Rewrite the data from its first line up to and including the line with "[[433, 0, 644, 89]]", shifting every bounding-box coordinate by adding 150 and keeping all other text unchanged.

Recorded data –
● ● ● ● ●

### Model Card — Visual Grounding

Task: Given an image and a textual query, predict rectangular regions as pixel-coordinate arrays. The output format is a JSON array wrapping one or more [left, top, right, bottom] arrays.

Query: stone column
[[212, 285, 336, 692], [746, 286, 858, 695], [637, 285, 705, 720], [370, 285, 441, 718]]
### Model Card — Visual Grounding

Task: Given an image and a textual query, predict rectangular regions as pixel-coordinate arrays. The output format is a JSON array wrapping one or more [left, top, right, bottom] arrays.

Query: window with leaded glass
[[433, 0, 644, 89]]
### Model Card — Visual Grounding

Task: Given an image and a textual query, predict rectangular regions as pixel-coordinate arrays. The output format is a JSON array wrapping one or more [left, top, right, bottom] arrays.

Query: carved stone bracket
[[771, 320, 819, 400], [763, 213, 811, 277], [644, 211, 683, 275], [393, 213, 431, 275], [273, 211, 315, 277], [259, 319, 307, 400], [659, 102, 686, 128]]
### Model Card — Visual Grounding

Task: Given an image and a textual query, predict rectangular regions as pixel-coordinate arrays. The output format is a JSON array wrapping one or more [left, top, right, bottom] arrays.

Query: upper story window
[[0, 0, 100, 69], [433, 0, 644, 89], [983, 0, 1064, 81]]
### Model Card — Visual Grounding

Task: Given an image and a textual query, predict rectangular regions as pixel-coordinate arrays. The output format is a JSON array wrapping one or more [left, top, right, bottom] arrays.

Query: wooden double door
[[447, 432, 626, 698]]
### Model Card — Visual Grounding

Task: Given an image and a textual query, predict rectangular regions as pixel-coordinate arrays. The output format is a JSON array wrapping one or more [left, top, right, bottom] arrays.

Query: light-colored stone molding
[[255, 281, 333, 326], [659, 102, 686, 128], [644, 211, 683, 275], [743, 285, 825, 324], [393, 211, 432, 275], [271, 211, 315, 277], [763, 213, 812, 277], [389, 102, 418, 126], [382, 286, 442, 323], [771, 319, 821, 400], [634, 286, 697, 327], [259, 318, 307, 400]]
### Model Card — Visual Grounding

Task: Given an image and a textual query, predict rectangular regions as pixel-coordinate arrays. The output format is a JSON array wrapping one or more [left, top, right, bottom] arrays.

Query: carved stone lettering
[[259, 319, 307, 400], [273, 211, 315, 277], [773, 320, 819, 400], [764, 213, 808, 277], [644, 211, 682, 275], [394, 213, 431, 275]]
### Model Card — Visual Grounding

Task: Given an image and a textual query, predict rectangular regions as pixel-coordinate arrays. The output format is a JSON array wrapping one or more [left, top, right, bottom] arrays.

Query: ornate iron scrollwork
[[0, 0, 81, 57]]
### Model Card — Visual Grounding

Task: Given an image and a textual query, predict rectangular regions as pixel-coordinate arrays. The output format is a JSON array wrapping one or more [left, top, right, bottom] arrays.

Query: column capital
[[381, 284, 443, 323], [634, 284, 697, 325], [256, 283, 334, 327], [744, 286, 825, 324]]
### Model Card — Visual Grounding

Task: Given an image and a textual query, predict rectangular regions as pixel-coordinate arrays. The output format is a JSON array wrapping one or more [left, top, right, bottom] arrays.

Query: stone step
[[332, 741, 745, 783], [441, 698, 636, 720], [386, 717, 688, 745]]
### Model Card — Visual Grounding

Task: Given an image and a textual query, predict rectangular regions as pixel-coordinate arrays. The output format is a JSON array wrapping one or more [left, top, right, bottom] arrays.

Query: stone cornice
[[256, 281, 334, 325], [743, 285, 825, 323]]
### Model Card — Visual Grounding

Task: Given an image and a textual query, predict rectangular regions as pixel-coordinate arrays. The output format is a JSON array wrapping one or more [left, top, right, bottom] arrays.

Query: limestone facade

● ● ● ● ●

Response –
### Model Card — Visual Grounding

Task: Given an image and a textual query, predict rectangular regions as pixel-coordinate arrays. The output format is a JSON array wrapping one or more [left, top, right, bottom] arrays.

Query: stone column
[[362, 435, 486, 842], [896, 436, 1008, 845], [787, 435, 855, 870], [520, 435, 591, 868]]
### Model Card — Visual Grounding

Task: Given an image and a textual query, predict rectangular regions as pixel-coordinate arrays. The output format is a JSON array wrapping one or more [left, top, right, bottom] arrays.

Query: window with leaded glass
[[583, 150, 794, 239]]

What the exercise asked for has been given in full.